#### Given data:

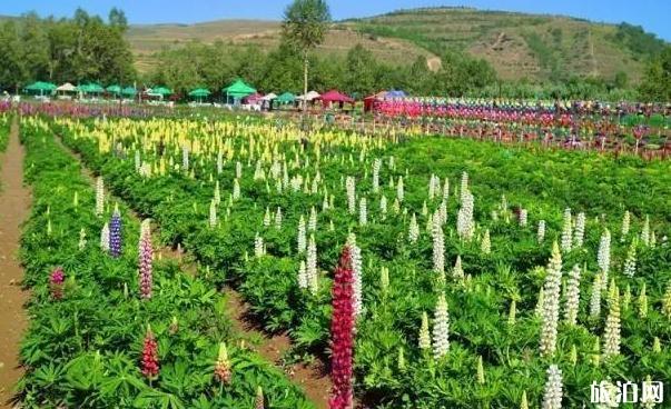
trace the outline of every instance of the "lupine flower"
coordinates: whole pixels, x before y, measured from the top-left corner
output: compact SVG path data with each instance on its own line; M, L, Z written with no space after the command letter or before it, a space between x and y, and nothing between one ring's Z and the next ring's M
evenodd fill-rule
M313 208L313 211L315 210L315 208ZM282 208L277 207L277 210L275 211L275 229L280 230L282 229Z
M307 236L305 232L305 218L300 215L300 219L298 219L298 253L305 252L307 248Z
M609 300L609 313L603 332L603 356L620 355L620 289L612 291Z
M437 273L445 271L445 239L437 217L433 218L433 270Z
M317 275L317 243L315 242L315 236L309 236L309 242L307 245L307 286L313 295L316 295L319 290L319 280Z
M450 350L450 315L445 293L438 296L433 320L433 355L442 358Z
M354 271L348 246L343 249L334 276L330 321L333 391L328 403L332 409L351 409L354 393L352 388Z
M428 316L422 312L422 326L420 327L420 349L427 351L431 348L431 333L428 332Z
M541 355L552 356L556 349L556 327L559 321L560 289L562 282L562 255L556 241L552 245L552 257L547 263L547 276L543 292L543 327L541 330Z
M562 408L562 371L556 365L551 365L547 369L547 382L545 382L543 393L543 409Z
M353 177L347 177L345 189L347 191L347 210L349 215L354 215L356 212L356 181Z
M219 355L217 357L217 361L215 362L215 379L217 379L223 385L230 385L230 361L228 360L228 351L226 349L226 343L219 343Z
M462 268L462 257L456 256L456 261L454 262L454 268L452 269L452 277L456 279L464 278L464 269Z
M542 243L545 240L545 220L539 221L539 232L536 233L539 243Z
M363 308L362 297L362 249L356 246L356 236L349 233L347 236L347 247L349 248L349 257L352 259L352 272L354 276L353 291L354 291L354 316L358 316Z
M639 317L648 317L648 296L645 295L645 282L641 286L641 293L639 295Z
M564 317L566 323L574 326L578 320L578 308L580 306L580 267L573 266L569 272L569 289L566 290L566 305Z
M96 216L101 216L105 211L105 182L102 177L96 179Z
M573 240L572 229L571 208L566 208L564 210L564 226L562 228L562 251L571 251Z
M373 193L379 191L379 168L382 167L382 160L375 159L373 161Z
M629 213L629 210L626 210L624 212L624 216L622 217L622 237L620 237L620 241L624 242L626 235L629 235L630 226L631 226L631 215Z
M585 237L585 213L578 213L575 218L575 231L573 236L573 245L575 248L581 248Z
M418 238L420 238L420 226L417 225L417 218L416 218L415 213L413 213L413 217L412 217L411 223L409 223L409 228L407 231L407 240L412 243L416 243Z
M368 210L366 206L366 198L362 198L358 203L358 223L361 226L368 225Z
M145 335L140 368L142 375L149 379L149 381L152 381L158 377L158 345L154 338L154 332L151 332L151 327L149 326L147 326L147 333Z
M650 217L645 215L645 221L643 222L643 229L641 230L641 241L645 246L650 246Z
M138 267L140 273L140 297L144 299L151 298L152 267L151 260L154 249L151 247L151 230L149 220L144 220L140 228Z
M490 229L485 230L485 233L482 238L482 242L480 243L480 251L483 255L489 255L492 252L492 242L490 240Z
M626 252L626 260L624 260L624 276L633 277L637 272L637 240L632 240L629 251Z
M63 269L61 267L57 267L49 275L49 285L51 286L51 296L60 300L63 298L63 282L66 280L66 275L63 273Z
M114 258L121 256L121 213L118 205L109 222L109 253Z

#### Stated exercise:
Rewrite all of these lines with "lupine flower" changed to "foxglove flower" and everything else kept the same. Leave the picture out of your answer.

#### Exercise solution:
trace the outline of every instance of the "foxglove flower"
coordinates: whole pixels, x before y, measured from the top-left corner
output: compact SVG path data with each instance on its own line; M, L, Z written with no space after the command letter or before it, a space between x and y, and nothing between one ring's Z and the next ring's M
evenodd fill-rule
M313 208L313 211L315 210L315 208ZM282 208L277 207L277 210L275 211L275 229L280 230L282 229Z
M307 236L305 232L305 218L300 215L300 219L298 219L298 253L305 252L307 248Z
M609 300L609 313L603 332L603 356L620 355L620 289L612 291Z
M437 273L445 271L445 239L437 217L433 218L433 270Z
M317 275L317 243L315 242L315 236L309 236L309 242L307 245L307 286L313 295L316 295L319 290L319 280Z
M450 350L450 315L445 293L438 296L433 320L433 355L442 358Z
M354 271L348 246L343 249L334 276L330 321L333 391L328 403L332 409L351 409L354 393L352 388Z
M428 316L422 312L422 326L420 327L420 349L427 351L431 348L431 333L428 332Z
M541 355L552 356L556 349L556 327L559 321L560 289L562 282L562 255L556 241L552 245L552 257L547 263L547 276L543 292L543 327L541 330Z
M562 408L562 371L556 365L551 365L547 369L547 382L545 382L543 393L543 409Z
M353 177L347 177L345 189L347 191L347 210L349 215L354 215L356 212L356 181Z
M219 355L217 357L217 361L215 362L215 379L217 379L223 385L230 385L230 361L228 360L228 351L226 349L226 343L219 343Z
M462 268L462 257L456 256L456 261L454 262L454 268L452 269L452 277L456 279L464 278L464 269Z
M542 243L545 240L545 220L539 221L539 232L536 233L539 243Z
M363 308L362 297L362 249L356 246L356 236L349 233L347 236L347 247L349 248L349 257L352 259L352 272L354 276L353 291L354 291L354 316L358 316Z
M639 317L648 317L648 296L645 295L645 282L641 286L641 293L639 295Z
M564 317L566 323L574 326L578 320L578 308L580 306L580 267L573 266L569 272L569 289L566 290L566 305Z
M96 216L101 216L105 211L105 182L102 177L96 179Z
M573 240L572 229L571 208L566 208L564 210L564 226L562 228L562 251L571 251Z
M373 193L379 191L379 168L382 167L382 160L375 159L373 161Z
M629 213L629 210L626 210L624 212L624 216L622 217L622 237L620 237L620 241L624 242L626 235L629 235L630 226L631 226L631 215Z
M585 237L585 213L578 213L575 218L575 231L573 236L573 245L575 248L581 248Z
M418 238L420 238L420 226L417 225L417 218L416 218L415 213L413 213L413 217L412 217L411 223L409 223L409 228L407 231L407 240L412 243L416 243Z
M368 210L366 206L366 198L362 198L358 203L358 223L361 226L368 225Z
M145 335L140 368L142 375L149 379L149 381L152 381L158 377L158 345L154 338L154 332L151 332L151 327L149 326L147 326L147 333Z
M650 217L645 215L645 221L643 222L643 229L641 230L641 241L645 246L650 246Z
M138 267L140 273L140 297L144 299L151 298L152 267L151 260L154 249L151 247L151 230L149 220L144 220L140 228Z
M490 229L485 230L485 233L482 238L482 242L480 243L480 251L483 255L489 255L492 252L492 242L490 240Z
M626 252L626 260L624 260L624 276L633 277L637 272L637 240L632 240L629 251Z
M63 269L61 267L57 267L49 275L49 285L51 286L51 296L60 300L63 298L63 282L66 280L66 275L63 273Z
M114 258L121 256L121 213L118 205L109 222L109 253Z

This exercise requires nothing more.